- _TASKS TO PERFORM_
a) According to the post on RSS and marketing sites, why does adding an RSS feed to a static site with no updates do little good?
b) Write out the portion of the post on RSS and marketing sites that opens with the words containing "#2 Michael on" and closes with "of a marketer.".
c) In the post on RSS and marketing sites, which two Jupiter analysts' comments did Scoble link to in his update?

- _DOCUMENT SEGMENT_
Last week Scoble wrote

that building a marketing site without including RSS feeds should be a firing offense, and today he updated his post with links to comments from a couple of Jupiter analysts: Eric Peterson and Michael Gartenberg.

I mostly agree with Scoble, but I think he’s expressing it backwards. The point isn’t to have RSS, period, the point is to quit building boring, static sites – sites that frankly aren’t a good fit for RSS. After all, a static site with RSS but no updates doesn’t really make a blip in any newsreader until it updates. Static site = nothing new to come down the RSS pipe = site that few will notice or care about.

So rather than insisting that sites need RSS, I think it’s more useful to suggest that marketing sites should include at least a small dynamic, regularly updating component and hopefully quite a bit more. In that context, to leave out an RSS feed is ridiculous. But it’s not about the feed, primarily, but about the content on the site in the first place.

[Note: I posted virtually the same thing already in the comments at Dave Winer's RSS site]

2 comments ↓

#1 Robert Scoble on 02.23.05 at 2:43 pm

Agreed!

Which is why I got mad at the marketing guy before I even knew anything about the site.

Not having RSS is a symptom, not the disease.

#2 Michael on 02.23.05 at 8:47 pm

I hate it when some marketing guys give other marketing guys a bad name. A marketing guy (or woman, of course) who doesn’t know the web, from a strategic perspective? Not much of a marketer.

[Data items]
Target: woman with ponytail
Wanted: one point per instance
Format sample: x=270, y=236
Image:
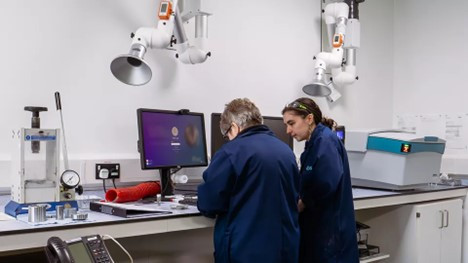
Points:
x=326, y=211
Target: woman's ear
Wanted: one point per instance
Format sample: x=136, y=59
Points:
x=310, y=119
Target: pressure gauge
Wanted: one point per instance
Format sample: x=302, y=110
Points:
x=70, y=179
x=337, y=40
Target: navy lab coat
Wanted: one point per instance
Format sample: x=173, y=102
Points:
x=251, y=186
x=328, y=227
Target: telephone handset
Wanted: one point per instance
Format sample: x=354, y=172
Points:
x=57, y=251
x=88, y=249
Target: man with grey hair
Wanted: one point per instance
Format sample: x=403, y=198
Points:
x=251, y=188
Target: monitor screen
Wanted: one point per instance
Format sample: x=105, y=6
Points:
x=171, y=139
x=341, y=133
x=275, y=124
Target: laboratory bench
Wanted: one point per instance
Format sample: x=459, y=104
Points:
x=17, y=236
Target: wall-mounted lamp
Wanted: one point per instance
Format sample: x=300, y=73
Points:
x=132, y=69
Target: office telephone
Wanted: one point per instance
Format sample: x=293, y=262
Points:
x=87, y=249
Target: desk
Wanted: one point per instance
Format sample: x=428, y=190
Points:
x=18, y=235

- _RESULTS FOR EACH TASK_
a) A static site with RSS but no updates doesn't make a blip in any newsreader until it updates. With nothing new coming down the RSS pipe, few will notice or care about the site.

b)
#2 Michael on 02.23.05 at 8:47 pm

I hate it when some marketing guys give other marketing guys a bad name. A marketing guy (or woman, of course) who doesn’t know the web, from a strategic perspective? Not much of a marketer.

c) Eric Peterson and Michael Gartenberg.